▸ **Exercise set**:
(1) Translate this sentence from the account of Hakim's escape to Kabul into Spanish: "On Friday morning Hakim’s family arrived safely in Kabul."
(2) Answer these questions using the account of Hakim's escape to Kabul:
(a) How long did the bus journey take?
(b) How old was Hakim's son who cried during the trip?
(c) What did Hakim do with the physical copies of his documents after uploading them?
(3) Please carry on the account of Hakim's escape to Kabul, picking up after its final sentence.

▸ **Document**:
====

An hour later he asked me what I thought of his trying to get to Kabul. I told him that I couldn’t advise him—he had to make the decision himself. But he already had. One of his “stupid relatives” had informed “unknown people”—his phrase for the Taliban—about his connection to the Americans, and he’d heard that Afghanistan’s new rulers were looking for him. “This is the single way,” he told his wife. “If you want to stay here with me, then we will die here and stay.”
Once Hakim made his decision, he moved with great purpose and shrewdness. After uploading his documents related to his service with the U.S. military, he burned the physical copies. An educated man with a lean, refined face, he made his identity unknowable. He had taken care to let his beard grow out, and before leaving the city, he put on dirty clothes, didn’t take a shower, made sure that his wife and kids looked unclean and poor. He had the appearance of one of the “unknown men,” traveling with his family.
On Thursday afternoon Hakim and his family went to the bus station and boarded a bus for Kabul. Hakim sat in the front next to the man responsible for cleaning the bus and engaged him, so that they seemed to be two bus cleaners sitting together. By a piece of luck, his 3-year-old son cried almost the whole way, which obliged Hakim to busy himself with the boy and deterred other passengers from questioning him. The journey took 19 hours and passed through the most dangerous provinces of Afghanistan. Whenever the bus came to a Taliban checkpoint (there were at least 15) and men boarded the bus and brutally searched passengers, they always left Hakim, the dirty bus cleaner, the unknown man with the screaming child, alone.
On Friday morning Hakim’s family arrived safely in Kabul.
His decision completely changed my sense of who he was. Until then, I had seen him as a difficult and irrational man who refused to understand the situation he was in. Now I realized that he had understood it perfectly, that I had been the one who failed to grasp it. Hakim knew that if he didn’t push as hard as he could at every available door, he and his family were doomed, and he was moving with speed and persistence toward the last one left.

====

▸ **Listed records**:

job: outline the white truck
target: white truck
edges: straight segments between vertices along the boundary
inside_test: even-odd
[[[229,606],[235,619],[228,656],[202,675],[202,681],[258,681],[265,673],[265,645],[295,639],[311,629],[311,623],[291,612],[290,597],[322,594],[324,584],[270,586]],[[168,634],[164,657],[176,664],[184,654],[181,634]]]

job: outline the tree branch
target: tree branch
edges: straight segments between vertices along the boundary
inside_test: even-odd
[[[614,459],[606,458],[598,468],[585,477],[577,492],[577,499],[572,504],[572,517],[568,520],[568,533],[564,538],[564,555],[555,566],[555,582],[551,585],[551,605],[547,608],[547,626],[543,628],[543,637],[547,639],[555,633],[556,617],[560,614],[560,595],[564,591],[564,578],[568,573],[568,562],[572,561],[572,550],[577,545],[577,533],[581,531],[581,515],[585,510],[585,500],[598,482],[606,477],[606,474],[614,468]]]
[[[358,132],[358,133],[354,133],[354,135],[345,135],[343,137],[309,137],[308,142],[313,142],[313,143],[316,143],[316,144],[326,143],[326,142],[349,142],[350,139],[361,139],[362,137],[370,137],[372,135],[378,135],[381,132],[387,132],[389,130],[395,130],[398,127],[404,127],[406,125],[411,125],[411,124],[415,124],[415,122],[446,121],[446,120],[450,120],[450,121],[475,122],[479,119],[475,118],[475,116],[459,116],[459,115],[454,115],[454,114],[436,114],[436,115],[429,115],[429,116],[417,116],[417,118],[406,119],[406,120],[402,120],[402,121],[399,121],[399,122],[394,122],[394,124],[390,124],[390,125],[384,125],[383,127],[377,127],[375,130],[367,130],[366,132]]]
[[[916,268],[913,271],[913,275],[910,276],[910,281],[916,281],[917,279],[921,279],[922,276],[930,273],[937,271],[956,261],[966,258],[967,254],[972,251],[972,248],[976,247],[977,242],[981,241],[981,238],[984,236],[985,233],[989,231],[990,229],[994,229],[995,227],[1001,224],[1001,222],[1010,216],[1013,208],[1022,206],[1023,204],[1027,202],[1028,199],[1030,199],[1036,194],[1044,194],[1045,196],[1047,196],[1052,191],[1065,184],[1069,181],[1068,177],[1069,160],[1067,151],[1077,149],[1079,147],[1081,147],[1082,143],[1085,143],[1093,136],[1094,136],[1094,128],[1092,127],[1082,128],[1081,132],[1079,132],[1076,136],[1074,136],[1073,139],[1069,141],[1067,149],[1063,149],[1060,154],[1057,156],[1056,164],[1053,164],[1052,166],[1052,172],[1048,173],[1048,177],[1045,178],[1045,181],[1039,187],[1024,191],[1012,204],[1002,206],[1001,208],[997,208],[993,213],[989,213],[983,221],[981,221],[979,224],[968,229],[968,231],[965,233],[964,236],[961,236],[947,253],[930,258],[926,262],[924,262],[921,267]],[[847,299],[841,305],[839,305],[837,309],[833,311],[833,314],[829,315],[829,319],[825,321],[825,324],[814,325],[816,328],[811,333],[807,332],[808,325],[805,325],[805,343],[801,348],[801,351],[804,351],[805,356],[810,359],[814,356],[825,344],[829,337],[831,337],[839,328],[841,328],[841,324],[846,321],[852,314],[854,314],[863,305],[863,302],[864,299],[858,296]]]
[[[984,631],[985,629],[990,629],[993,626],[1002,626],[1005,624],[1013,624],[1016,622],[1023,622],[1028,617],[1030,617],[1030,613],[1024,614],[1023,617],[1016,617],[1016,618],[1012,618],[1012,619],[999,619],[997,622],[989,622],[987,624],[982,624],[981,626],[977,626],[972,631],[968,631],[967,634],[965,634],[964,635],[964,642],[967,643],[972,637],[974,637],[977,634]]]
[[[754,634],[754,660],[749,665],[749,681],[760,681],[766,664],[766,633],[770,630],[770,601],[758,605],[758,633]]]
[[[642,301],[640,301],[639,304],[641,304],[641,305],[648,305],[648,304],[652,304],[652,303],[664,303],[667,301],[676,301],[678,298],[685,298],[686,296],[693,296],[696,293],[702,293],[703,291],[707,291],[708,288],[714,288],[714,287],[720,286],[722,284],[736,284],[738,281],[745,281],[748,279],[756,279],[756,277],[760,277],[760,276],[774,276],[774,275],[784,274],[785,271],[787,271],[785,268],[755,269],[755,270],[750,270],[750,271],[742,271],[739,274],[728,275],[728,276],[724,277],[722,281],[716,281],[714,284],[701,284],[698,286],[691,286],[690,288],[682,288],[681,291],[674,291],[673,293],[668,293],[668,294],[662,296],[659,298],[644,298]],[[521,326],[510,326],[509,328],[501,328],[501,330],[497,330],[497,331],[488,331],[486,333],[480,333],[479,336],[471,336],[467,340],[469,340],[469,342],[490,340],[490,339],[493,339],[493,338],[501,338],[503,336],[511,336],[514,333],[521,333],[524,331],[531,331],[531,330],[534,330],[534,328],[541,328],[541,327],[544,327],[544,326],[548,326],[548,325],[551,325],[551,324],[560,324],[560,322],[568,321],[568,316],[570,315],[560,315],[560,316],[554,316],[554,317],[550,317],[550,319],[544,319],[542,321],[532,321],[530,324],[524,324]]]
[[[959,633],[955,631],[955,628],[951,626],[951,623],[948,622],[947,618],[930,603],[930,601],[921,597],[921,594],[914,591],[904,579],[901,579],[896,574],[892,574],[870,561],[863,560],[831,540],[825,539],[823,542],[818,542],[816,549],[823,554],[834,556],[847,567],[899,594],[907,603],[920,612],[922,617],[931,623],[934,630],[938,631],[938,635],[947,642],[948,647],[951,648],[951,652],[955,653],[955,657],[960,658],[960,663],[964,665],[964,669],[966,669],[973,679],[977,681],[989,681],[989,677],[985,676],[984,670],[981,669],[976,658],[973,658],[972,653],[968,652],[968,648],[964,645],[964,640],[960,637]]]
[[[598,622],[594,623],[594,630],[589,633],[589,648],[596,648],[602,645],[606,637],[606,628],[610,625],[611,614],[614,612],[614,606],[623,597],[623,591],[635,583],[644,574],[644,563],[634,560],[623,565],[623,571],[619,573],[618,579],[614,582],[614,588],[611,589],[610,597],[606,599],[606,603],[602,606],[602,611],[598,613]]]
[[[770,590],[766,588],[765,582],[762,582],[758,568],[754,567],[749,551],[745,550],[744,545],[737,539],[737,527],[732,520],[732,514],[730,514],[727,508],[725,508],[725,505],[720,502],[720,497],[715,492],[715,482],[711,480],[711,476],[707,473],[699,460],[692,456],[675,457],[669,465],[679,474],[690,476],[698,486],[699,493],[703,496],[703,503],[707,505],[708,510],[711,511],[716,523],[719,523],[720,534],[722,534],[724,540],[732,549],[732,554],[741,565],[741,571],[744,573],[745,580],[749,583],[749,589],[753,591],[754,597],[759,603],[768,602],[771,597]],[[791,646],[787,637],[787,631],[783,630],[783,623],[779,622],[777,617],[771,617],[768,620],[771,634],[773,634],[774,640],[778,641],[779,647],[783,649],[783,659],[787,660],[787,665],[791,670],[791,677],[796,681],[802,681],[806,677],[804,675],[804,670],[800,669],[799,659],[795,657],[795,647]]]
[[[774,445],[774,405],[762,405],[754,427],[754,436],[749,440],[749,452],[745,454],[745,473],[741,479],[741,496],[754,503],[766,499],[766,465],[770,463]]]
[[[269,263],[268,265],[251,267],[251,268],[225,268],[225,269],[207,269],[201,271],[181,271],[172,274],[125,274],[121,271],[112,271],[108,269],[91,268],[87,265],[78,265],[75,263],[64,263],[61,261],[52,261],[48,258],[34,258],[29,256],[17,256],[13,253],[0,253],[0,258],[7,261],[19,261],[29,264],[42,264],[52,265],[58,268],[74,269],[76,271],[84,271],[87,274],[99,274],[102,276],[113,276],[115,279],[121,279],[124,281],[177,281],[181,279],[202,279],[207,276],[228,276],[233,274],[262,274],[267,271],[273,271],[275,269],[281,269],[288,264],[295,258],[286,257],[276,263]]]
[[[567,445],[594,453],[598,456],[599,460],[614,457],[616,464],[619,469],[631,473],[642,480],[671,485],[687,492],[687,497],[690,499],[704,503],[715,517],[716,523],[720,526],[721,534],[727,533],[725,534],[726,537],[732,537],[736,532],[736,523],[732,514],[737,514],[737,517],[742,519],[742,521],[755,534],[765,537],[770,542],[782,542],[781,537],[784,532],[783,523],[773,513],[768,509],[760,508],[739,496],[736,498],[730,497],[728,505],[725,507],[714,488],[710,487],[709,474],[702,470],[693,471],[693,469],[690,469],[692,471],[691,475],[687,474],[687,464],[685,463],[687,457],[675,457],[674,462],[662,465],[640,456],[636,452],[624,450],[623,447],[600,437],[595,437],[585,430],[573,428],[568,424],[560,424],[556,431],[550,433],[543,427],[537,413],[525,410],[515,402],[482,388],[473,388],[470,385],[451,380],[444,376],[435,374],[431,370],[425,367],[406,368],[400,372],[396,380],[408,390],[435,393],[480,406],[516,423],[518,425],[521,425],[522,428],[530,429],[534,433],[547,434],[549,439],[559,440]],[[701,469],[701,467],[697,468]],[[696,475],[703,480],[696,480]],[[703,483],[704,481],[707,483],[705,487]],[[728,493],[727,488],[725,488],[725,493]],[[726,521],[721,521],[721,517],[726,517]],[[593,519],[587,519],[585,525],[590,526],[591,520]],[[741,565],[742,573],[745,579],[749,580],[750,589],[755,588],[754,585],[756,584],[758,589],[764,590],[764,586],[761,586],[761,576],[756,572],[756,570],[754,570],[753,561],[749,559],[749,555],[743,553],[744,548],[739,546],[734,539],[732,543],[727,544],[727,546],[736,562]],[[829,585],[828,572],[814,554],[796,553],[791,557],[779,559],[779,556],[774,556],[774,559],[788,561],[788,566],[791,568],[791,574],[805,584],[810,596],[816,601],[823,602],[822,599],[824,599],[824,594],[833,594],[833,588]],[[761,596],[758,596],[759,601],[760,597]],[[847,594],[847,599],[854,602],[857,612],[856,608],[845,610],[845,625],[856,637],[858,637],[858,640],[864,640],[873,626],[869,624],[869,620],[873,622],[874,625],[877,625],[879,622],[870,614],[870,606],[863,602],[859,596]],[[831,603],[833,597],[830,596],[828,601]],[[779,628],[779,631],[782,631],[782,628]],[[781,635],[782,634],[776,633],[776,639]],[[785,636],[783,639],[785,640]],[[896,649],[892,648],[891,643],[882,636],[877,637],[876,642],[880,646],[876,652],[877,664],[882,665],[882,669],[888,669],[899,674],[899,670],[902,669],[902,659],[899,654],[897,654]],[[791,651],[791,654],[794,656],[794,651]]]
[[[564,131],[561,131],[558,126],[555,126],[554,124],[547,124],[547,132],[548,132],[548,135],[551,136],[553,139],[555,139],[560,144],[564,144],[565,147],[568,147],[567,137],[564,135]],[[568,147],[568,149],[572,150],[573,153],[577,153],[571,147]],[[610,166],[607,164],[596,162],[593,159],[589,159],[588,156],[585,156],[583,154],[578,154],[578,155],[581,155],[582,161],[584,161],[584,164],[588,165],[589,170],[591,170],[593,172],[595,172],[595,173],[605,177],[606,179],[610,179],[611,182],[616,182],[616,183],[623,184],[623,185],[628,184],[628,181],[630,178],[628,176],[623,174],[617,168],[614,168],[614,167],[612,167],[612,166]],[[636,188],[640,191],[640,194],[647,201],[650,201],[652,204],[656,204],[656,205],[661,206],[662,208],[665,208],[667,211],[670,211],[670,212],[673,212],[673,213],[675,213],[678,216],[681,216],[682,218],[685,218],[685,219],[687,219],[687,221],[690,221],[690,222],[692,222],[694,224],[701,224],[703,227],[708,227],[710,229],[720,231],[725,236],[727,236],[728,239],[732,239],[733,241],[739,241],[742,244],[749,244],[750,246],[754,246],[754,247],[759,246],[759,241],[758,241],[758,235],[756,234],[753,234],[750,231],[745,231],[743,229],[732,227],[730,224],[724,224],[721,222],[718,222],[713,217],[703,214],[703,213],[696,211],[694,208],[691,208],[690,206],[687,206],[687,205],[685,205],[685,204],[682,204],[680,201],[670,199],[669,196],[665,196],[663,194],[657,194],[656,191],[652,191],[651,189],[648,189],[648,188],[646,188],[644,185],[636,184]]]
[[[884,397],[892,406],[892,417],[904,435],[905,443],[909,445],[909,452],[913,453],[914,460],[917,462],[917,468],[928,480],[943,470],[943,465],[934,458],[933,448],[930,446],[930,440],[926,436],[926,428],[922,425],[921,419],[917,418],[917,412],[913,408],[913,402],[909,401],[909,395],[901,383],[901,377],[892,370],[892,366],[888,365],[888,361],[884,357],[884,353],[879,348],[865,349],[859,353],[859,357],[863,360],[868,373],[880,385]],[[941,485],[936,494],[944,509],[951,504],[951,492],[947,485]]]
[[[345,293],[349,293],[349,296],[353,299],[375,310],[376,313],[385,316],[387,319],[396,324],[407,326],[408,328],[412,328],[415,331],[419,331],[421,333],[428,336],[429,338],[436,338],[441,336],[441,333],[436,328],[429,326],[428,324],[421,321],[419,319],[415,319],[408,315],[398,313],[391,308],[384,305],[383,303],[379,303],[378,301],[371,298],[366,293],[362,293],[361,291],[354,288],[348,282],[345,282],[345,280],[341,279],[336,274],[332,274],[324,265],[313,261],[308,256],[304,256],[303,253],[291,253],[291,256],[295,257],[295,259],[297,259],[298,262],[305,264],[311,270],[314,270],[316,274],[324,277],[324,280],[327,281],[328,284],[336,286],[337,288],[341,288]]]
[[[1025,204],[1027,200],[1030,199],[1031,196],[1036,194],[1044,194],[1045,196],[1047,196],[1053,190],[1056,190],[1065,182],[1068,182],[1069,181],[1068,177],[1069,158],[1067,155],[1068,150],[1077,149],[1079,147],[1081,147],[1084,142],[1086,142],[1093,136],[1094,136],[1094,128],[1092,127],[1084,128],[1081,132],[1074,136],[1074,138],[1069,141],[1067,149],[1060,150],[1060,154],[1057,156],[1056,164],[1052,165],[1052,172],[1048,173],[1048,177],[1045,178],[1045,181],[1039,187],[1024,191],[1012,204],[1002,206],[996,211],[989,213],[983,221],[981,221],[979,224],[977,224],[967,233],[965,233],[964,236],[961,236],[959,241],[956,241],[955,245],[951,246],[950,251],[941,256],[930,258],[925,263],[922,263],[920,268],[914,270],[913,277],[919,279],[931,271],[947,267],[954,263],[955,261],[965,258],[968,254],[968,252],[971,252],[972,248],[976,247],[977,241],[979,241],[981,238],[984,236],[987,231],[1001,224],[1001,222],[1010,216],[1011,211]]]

====

▸ **Results of the tasks**:
(1) El viernes por la mañana, la familia de Hakim llegó sana y salva a Kabul.

(2)
(a) 19 hours.
(b) 3 years old.
(c) He burned them.

(3)
Private charter planes were beginning to receive permission to land in Kabul. I was in touch with a handful of journalists who had contracted a charter flight to Europe for endangered Afghans, at a cost of $1.7 million, or $10,000 per passenger, paid for by individuals and human-rights and media organizations. My friends were generous enough to save five seats on the passenger manifest for Hakim and his family. We located a safe house in Kabul where they could stay with the family of a Canadian exile whose siblings had seats on the flight. Hakim and his family rested there and prepared for the next leg. On Sunday evening, before the curfew, they joined a convoy that ferried 130 Afghans from several muster points around the city to the airport. After hours of crowd chaos, confused lines of command, Taliban thuggery, and warning shots outside the gate, American contacts on the inside finally came out a few yards past the perimeter to facilitate their entry.
Hakim’s wife and children had never flown before. The plane was scheduled to leave Kabul today, heading for Skopje, Macedonia.
“Where is Macedonia?” Hakim asked me upon his arrival in Kabul. Look at a map of Europe, I said, and we both began to laugh. “It doesn’t matter,” he said. “Just not this hell.” Once in Macedonia, he will resume his long effort to be recognized for his service to America and thanked with a U.S. visa.
“First of all we want to be safe,” he said. “This is enough for us. We want our children to be educated, we want to see our children engineers, doctors, but we want our children to be safe, to be alive, we do not want to be murdered. This is the urgent, the key thing that we need. After that we will continue our safe place in the United States, the land of opportunities. I love this country, I love the people of this country. If you go to this country, you do not feel you are Muslim, you are Buddhist, you are Christian. If you go there you can live very freely as a person.”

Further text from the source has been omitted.